Copy out exactly every line from the line containing "Teacher note: please indicate the lying" until the records below end, inclusive of both boundary lines.

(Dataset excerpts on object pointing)
-- -- --
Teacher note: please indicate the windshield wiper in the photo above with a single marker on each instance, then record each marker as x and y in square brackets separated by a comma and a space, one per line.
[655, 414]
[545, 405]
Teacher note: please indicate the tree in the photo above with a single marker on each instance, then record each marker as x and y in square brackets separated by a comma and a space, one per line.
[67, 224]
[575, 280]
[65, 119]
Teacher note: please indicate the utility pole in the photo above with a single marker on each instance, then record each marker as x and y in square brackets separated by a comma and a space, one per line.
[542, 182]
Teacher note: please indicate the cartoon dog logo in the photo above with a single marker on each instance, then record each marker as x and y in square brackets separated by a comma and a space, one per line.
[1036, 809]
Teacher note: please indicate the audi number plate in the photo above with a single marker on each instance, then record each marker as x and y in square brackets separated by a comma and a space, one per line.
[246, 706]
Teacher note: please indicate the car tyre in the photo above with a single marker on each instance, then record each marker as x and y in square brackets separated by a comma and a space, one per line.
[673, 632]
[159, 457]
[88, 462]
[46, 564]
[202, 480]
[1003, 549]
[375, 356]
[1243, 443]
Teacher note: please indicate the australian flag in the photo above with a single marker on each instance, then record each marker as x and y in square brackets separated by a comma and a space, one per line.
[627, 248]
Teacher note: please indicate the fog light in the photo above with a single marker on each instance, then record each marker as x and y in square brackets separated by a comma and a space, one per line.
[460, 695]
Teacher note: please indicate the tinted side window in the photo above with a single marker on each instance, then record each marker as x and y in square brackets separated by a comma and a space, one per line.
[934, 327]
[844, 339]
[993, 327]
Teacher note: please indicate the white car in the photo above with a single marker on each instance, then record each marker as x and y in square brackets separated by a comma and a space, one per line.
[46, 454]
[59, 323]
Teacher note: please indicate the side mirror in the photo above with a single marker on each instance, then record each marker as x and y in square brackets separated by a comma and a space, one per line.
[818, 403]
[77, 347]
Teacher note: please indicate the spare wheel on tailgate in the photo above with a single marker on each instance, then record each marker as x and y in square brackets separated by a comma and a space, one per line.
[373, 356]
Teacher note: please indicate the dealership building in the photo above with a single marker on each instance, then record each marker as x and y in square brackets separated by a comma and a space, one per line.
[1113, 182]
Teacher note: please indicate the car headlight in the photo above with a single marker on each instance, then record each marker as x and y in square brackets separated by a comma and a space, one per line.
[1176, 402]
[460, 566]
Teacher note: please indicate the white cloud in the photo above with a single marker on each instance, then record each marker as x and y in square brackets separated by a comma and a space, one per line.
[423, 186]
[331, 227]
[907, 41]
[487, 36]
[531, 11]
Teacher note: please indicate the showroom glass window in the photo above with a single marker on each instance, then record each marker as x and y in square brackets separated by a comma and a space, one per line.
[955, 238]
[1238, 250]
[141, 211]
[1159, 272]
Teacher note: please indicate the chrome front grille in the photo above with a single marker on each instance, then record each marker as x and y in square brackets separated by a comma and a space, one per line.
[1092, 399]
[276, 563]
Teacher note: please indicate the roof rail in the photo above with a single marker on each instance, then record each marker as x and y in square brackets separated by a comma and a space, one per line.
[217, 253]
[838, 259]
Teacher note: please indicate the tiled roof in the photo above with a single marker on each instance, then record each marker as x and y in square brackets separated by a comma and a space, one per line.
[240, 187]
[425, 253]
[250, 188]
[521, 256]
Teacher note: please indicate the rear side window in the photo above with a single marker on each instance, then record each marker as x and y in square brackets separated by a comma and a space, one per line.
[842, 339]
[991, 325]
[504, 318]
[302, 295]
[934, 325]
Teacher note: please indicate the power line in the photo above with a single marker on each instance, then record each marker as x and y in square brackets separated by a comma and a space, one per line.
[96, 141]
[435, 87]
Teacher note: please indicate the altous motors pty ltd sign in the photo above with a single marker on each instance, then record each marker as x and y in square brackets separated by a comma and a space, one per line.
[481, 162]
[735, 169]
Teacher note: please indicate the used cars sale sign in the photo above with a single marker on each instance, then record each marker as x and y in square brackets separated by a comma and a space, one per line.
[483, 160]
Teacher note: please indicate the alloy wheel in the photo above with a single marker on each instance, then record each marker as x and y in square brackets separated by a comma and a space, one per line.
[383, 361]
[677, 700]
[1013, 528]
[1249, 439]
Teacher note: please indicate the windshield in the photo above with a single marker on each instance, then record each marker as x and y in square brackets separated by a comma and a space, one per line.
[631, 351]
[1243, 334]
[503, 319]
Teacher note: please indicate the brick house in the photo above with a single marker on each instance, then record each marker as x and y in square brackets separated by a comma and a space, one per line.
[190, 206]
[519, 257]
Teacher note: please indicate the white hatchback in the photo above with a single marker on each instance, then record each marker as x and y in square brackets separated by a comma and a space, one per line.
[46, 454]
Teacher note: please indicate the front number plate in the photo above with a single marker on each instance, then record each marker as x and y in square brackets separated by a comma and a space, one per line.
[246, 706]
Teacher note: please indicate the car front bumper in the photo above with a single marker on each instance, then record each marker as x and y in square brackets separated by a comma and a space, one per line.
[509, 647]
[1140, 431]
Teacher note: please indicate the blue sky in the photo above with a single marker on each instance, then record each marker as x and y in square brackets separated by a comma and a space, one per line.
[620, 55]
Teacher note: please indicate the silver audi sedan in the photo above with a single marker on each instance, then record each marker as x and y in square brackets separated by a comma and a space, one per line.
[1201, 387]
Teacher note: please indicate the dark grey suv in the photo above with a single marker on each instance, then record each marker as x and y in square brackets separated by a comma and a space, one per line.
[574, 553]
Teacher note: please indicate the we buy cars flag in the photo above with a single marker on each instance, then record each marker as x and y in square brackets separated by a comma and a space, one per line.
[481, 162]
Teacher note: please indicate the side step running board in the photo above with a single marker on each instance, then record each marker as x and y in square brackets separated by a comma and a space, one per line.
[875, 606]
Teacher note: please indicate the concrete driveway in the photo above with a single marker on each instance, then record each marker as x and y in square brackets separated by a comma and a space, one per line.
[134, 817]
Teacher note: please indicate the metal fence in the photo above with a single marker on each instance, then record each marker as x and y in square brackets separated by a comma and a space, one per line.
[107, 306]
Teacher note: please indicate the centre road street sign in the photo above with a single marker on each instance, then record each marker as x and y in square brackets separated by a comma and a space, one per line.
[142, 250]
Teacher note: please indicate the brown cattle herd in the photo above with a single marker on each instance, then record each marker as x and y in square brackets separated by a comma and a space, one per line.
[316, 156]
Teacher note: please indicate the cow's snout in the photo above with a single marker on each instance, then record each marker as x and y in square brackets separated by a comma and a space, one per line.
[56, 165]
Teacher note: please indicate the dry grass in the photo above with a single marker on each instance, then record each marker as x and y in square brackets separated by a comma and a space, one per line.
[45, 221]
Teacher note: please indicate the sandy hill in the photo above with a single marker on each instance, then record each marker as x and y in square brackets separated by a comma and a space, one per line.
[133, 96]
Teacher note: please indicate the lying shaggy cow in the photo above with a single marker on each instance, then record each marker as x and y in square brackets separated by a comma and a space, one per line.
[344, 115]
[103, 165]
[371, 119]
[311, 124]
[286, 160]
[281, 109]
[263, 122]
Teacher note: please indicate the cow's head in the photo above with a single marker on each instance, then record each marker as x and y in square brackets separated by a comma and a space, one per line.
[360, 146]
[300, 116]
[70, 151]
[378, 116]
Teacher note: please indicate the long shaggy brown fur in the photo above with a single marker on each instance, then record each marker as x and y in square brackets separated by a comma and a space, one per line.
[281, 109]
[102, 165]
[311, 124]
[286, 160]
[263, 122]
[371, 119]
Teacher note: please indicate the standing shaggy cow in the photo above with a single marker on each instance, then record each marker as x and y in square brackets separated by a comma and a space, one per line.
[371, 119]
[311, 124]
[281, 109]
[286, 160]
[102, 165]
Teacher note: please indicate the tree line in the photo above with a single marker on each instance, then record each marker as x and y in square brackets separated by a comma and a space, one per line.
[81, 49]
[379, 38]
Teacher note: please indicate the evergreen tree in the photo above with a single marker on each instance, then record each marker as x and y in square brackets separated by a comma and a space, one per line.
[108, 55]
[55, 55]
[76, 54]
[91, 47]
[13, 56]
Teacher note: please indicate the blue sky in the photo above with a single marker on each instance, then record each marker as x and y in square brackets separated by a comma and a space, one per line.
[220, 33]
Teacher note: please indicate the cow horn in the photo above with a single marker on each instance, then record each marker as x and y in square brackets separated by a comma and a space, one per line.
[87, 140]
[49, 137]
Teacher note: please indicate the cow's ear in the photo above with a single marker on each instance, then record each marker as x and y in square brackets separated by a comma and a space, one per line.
-- -- --
» **TASK ANSWER**
Teacher note: please indicate the lying shaggy cow in the photo above with a single marker on each instance, then record each marker as x and y in square brackets separated by a comma and a space, one per line.
[344, 115]
[103, 165]
[371, 119]
[311, 124]
[286, 160]
[281, 109]
[263, 122]
Teacher note: please indicate the cow's head in the photo above with a single marker on each instance, then record each marker as x and y in square brackets separated by a comma and a space, one per line.
[360, 146]
[300, 116]
[70, 151]
[378, 116]
Teacher note: please indicate the long shaggy brown fur in the photo above with a single marker on each instance, then record each marker as x and y in square brackets separated by a comma and a space, one per line.
[281, 109]
[102, 165]
[311, 124]
[286, 160]
[263, 122]
[371, 119]
Teacher note: please indicate the standing shaggy cow in the photo above with a single marker on each instance, then record each marker as x and y in square brackets separated by a comma and a space, one per line.
[371, 119]
[311, 124]
[281, 109]
[286, 160]
[102, 165]
Teacher note: please indicate the tree line in the photo above with a single marker on each instance, then record each marker as x and y in square brackets separated by a comma and a space, one per line.
[81, 49]
[379, 38]
Teacher note: please indicate the evergreen tree in the photo above with a single marker on each instance, then record each marker as x and y in square brackets separated by a comma and a space, one per line.
[108, 55]
[55, 55]
[76, 54]
[91, 47]
[13, 56]
Teacher note: please indicate the blue sky in the photo above with a single marker on each instance, then record each marker as x and y in square brackets separated by a comma and a space, one per line.
[220, 33]
Teacher note: please indicate the cow horn in the photo above with a single marker on each instance, then record each marker as x and y in square brackets separated by a comma and a space, one per line.
[87, 140]
[49, 137]
Teacher note: please indicate the cow's ear in the photo above with a single marker on each instance, then record each marker as x and y in square brackets separated by a comma and a space, one per line.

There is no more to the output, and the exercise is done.